» **Material provided**:
------------------------------------------------------------------------

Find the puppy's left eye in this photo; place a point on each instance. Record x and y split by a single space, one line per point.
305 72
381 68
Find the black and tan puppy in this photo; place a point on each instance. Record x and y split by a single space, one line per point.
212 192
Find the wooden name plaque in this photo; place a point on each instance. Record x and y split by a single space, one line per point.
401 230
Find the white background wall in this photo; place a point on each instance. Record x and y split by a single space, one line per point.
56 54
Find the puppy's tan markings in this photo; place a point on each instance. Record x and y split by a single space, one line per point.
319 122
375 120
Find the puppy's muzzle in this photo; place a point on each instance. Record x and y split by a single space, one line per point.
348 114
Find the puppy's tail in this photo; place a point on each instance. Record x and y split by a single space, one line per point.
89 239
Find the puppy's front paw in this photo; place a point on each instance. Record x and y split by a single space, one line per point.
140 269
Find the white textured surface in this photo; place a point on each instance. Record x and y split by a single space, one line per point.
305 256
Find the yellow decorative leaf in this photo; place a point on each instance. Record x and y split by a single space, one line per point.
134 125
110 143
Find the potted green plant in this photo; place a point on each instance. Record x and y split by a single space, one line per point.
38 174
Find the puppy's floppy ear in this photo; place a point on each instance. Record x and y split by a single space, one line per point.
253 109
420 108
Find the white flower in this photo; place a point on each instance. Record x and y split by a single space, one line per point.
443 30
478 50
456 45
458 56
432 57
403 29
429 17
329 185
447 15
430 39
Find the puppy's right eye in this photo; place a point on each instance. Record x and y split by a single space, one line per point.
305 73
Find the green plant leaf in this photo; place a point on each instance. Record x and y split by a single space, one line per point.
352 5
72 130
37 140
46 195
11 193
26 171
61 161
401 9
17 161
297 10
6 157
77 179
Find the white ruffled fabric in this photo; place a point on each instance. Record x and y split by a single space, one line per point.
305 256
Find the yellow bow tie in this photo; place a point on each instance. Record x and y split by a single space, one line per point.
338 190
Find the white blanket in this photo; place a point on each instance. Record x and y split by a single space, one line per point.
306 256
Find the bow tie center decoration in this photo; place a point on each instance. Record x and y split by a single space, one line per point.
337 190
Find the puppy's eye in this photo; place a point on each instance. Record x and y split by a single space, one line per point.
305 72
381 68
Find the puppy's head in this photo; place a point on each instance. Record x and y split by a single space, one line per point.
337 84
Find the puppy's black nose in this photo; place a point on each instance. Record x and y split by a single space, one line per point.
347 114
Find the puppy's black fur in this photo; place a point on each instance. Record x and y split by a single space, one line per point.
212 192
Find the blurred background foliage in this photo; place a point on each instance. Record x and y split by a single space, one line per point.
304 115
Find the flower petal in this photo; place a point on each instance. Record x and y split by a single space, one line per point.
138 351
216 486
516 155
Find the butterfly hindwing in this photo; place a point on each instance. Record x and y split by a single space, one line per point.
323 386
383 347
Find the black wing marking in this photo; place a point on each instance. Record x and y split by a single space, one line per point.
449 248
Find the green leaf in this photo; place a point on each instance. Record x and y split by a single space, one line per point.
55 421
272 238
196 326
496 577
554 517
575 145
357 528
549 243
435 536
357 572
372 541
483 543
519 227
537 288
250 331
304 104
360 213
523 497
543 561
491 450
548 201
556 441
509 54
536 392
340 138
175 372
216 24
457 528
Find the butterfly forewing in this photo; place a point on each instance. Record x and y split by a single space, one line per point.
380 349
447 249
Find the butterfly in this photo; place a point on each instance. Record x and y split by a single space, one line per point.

------------------------------------------------------------------------

» **Work request**: The entries shown above should be copied out word for word.

» **Exercise output**:
Find the puppy's left eye in this photo; place a point on each instance. Record x and y split by a single space, one line per point.
305 72
381 68
Find the black and tan puppy in this photo; place a point on each instance. Record x and y split by a single space, one line per point.
212 192
Find the wooden name plaque in this photo; place a point on each instance. Record x and y split by a single space, one line per point.
401 230
Find the white background wall in this photo; place a point on each instance. Record x and y split by a single space, one line per point.
56 54
Find the puppy's tan markings in this photo; place a point on each instance. Record x and y split by a single space, one line per point.
319 122
375 120
Find the puppy's muzzle in this photo; place a point on each instance. Record x and y split by a single space, one line per point.
348 114
Find the puppy's tail in this photo; place a point on each instance. Record x and y split by a single space, one line per point.
89 239
Find the puppy's front paw in this photo; place a point on each instance. Record x and y split by a single space, one line per point.
140 269
Find the white textured surface in this photo; place a point on each instance. Record x and y split by a single space, one line per point.
305 256
Find the yellow decorative leaf in this photo; place a point on each instance. Record x and y split by a single space, one line per point.
134 125
110 143
Find the potted green plant in this photo; place a point on each instance. Record x and y split by a single space, one line per point.
38 174
Find the puppy's floppy ear in this photo; place a point on each instance. Record x and y split by a single space, one line per point.
253 109
420 108
Find the white flower in this photo; place a point on each instance. Record x and y split by a single space, one line per point.
443 30
478 50
456 45
458 56
432 57
403 29
429 17
329 185
447 15
430 39
Find the puppy's right eye in this photo; place a point on each instance. Record x and y split by a single space, one line per point.
305 73
Find the green plant leaf in this photo; place a point on each instance. Record x and y split by a single space, one line per point.
352 5
72 130
37 140
46 195
11 193
26 171
61 161
401 9
17 161
297 10
6 157
77 179
Find the white ruffled fabric in this photo; place a point on each instance. Record x and y split by a single space, one line per point.
305 256
Find the yellow bow tie in this photo; place a point on each instance. Record x and y split by a single space, one line per point.
338 190
Find the white blanket in this photo; place a point on each instance. Record x and y split by a single space, one line per point.
306 256
Find the bow tie center decoration in this photo; place a point on each instance. Record x and y split by a single space, one line per point.
337 190
Find the puppy's eye in this photo; place a point on each instance. Record x and y split by a single space, one line per point.
305 72
381 68
Find the puppy's head in this photo; place a point on each instance. Record x and y split by a single space, one line per point.
337 84
Find the puppy's black nose in this photo; place a point on each instance. Record x and y split by a single space, one line per point.
347 114
Find the puppy's black fur in this photo; place a point on each instance. Record x and y split by a single space, one line per point.
212 192
Find the blurred background foliage in this photo; place a point on each instance. Record x and y split by a single space, one line per point.
304 115
Find the flower petal in this photo; place a point on each instance. Record x and y split by a single space, one line per point.
138 351
216 486
516 155
Find the butterfly hindwing in this photo; place a point on each instance. Record x and y split by a single space, one line per point.
323 386
383 347
Find the black wing marking in this photo; place a point on each instance. Record x and y split by a single space, one line per point.
449 248
Find the green leaf in this photo; place a point on each instance. Record x and y split by a single space, one line per point.
55 421
272 238
196 326
496 577
554 517
575 145
357 528
549 243
435 536
357 572
372 541
483 543
519 227
537 288
250 331
304 104
360 213
523 497
543 561
491 450
548 201
556 441
509 54
536 392
340 138
175 372
216 24
457 528
Find the butterfly forewing in this photo; place a point on each instance. Record x and y split by a single space, one line per point.
380 349
447 249
Find the butterfly in this photo; place a point on each instance. Record x and y split by a single space, one line per point.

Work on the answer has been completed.